Top of EXERCISE PASSAGE

Let's just say it's but one checkbox ticked off in a long list of boxes needing checks.
The Ontario government said it's signed an agreement with Matawa First Nations laying out a framework for developing the province's northern mineral resources. Although a minimal achievement, it's an important one because a lack of cohesion among all the parties involved was key to Cliffs Natural Resources indefinitely suspending work on its $3.3 billion Ring of Fire chromite project last year.
McFaulds Lake, Ontario, Canada. Source: Cliffs Natural Resources.
The Ring of Fire is a vast but remote region in northern Canada in the James Bay lowlands, currently only accessible via a two-hour flight from Thunder Bay, the nearest major city. Current estimates suggest it holds the largest deposit of chromite ever found in North America, as well as significant production quantities of nickel, copper, and platinum, worth some $60 billion. The region has been called "Canada's next oilsands."
For Cliffs, its Black Thor deposit represents the first particularly rich opportunity and a key means to diversify itself. Over the 30-year life of the planned open pit mine, it expects to produce 1,500 tonnes of ferrochrome per day once it swings into full production. Ferrochrome is an alloy of chromium and iron and is key to the production of steel, particularly stainless steel.
Chromite would be a welcome diversion. Cliffs' iron ore and metallurgical coal operations are under severe pressure as sales volumes collapsed for the former and pricing tumbled for the latter leading to a 3% decline in revenues last year. In the fourth quarter it offset some of the decline by a 10% increase in global seaborne iron ore pricing, but that business is the subject of increasingly acrimonious battle with activist investor Casablanca Capital that wants Cliffs to spin off the international assets and divest its chromite and nickel projects in order to better focus on its domestic iron ore business.

Bottom of EXERCISE PASSAGE
Top of SOURCE MATERIAL

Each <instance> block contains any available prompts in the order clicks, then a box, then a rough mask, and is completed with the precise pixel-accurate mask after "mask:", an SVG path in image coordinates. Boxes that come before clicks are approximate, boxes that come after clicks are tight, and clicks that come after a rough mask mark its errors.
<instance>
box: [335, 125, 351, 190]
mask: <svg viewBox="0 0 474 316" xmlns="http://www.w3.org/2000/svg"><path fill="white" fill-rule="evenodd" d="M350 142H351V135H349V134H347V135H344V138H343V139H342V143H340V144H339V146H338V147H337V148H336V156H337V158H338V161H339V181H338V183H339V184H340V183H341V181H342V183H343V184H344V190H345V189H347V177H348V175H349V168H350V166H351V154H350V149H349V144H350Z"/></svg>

Bottom of SOURCE MATERIAL

**TASK ITEM A:**
For each statement, decide whether it agrees with the Ring of Fire article, and give yes or no along with the exact words from the article that decide it.
(i) The Ring of Fire can currently be reached only by a two-hour flight from Thunder Bay.
(ii) Cliffs expects the mine to produce 1,500 tonnes of ferrochrome per week at full production.
(iii) Cliffs' revenues fell 10% last year.
**TASK ITEM B:**
Answer these questions from the Ring of Fire article:
(i) With whom did the Ontario government sign the agreement?
(ii) What two metals make up the alloy ferrochrome?
(iii) Which activist investor is in a battle with Cliffs?
**TASK ITEM C:**
Write the next part of the Ring of Fire article, picking up after its last sentence.
The lines play no part in this exercise.

**RESPONSE A:**
(i) Yes: "currently only accessible via a two-hour flight from Thunder Bay"
(ii) No: "1,500 tonnes of ferrochrome per day"
(iii) No: "leading to a 3% decline in revenues last year"

**RESPONSE B:**
(i) Matawa First Nations
(ii) Chromium and iron
(iii) Casablanca Capital

**RESPONSE C:**
More than three quarters of the world's chromite is produced in South Africa, India, and Kazakhstan, with another 12% coming from Brazil, Finland, Russia, Zimbabwe, and Turkey. Canada stands to become a major player in the industry with the Ring of Fire development, and Cliffs, which already sells ore to the steel industry believes it would have another value add for it.
But the road to realizing the opportunity has not been smooth, not least of which is because there are no roads to the Ring of Fire region. A lack of infrastructure and infighting among the biggest players about how best to achieve it has ground progress to a halt. Which is why the provincial ministry signing an agreement with the chiefs of the Matawa Tribal Council is only a small though necessary step.
Without consensus on any of these issues, with many of the parties still at loggerheads, and with the provincial government keeping under wraps exactly what it is they agreed to with the First Nations, the development of the chromite region is really no closer to reality than it was last when Ontario said it hired Deloitte to act as a neutral third-party sounding board.
These are all necessary steps and only by checking them off will they be accomplished, but each announcement is simply another part of the slog through the morass. And if Casablanca Capital gains control of Cliffs Natural Resources' board it will demand the chromite project be sold. Investors, therefore, shouldn't get their hopes up that all the boxes will be checked off for Cliffs anytime soon.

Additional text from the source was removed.